=== Source passage ===
An Offenbach 200th anniversary organization in Cologne Germany aims to create awareness that he did more than write Can-Can music, presenting an array of operettas, chamber concerts, speeches and panel discussions this year. In Philadelphia the Concert Operetta Theater under the leadership of Daniel Pantano presented excerpts from ten Offenbach operettas to honor his birthday in 2019, as seen here: http://www.concertoperetta.com/pastprod.html.

Yet this exponent of French life actually was an outsider who ultimately was rejected by Frenchmen.

Offenbach’s real name was Jakob Wiener. He was born at Cologne, Germany in 1819, the son of a Jewish cantor. Offenbach moved to Paris in 1833, didn’t know a word of French but soon learned, and he changed his first name to Jacques. He earned his living playing cello in the orchestra of the Opera Comique. In 1850 he became conductor of the Theatre Francais and in 1855 founded his own theatrical company, the Bouffes-Parisiens. His first successes were the equivalent of Off-Broadway, in a tiny theater with restrictions on the number of performers who could appear on stage, forcing him to write for small casts.
=== Dataset records ===
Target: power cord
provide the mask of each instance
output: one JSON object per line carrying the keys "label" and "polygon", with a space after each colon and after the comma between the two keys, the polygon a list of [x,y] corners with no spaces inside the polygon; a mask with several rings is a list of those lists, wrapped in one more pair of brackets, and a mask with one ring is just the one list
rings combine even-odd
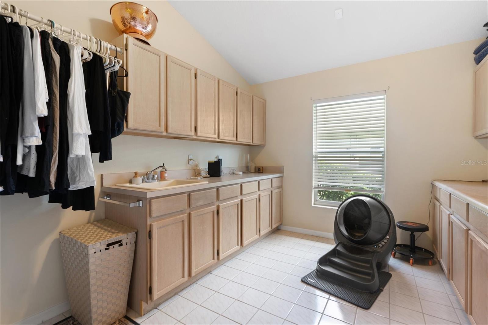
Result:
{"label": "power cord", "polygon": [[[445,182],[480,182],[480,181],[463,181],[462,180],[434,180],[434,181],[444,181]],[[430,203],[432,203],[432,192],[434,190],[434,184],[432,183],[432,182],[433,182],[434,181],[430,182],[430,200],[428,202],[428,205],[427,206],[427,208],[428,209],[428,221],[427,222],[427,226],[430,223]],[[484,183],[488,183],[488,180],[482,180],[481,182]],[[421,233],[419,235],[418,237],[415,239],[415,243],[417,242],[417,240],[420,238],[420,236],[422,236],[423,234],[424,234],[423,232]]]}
===
Exercise requirements — Switch "cello" to "violin" and give the Offenbach passage again, starting with "Yet this exponent" and going on through "for small casts.".

Response —
Yet this exponent of French life actually was an outsider who ultimately was rejected by Frenchmen.

Offenbach’s real name was Jakob Wiener. He was born at Cologne, Germany in 1819, the son of a Jewish cantor. Offenbach moved to Paris in 1833, didn’t know a word of French but soon learned, and he changed his first name to Jacques. He earned his living playing violin in the orchestra of the Opera Comique. In 1850 he became conductor of the Theatre Francais and in 1855 founded his own theatrical company, the Bouffes-Parisiens. His first successes were the equivalent of Off-Broadway, in a tiny theater with restrictions on the number of performers who could appear on stage, forcing him to write for small casts.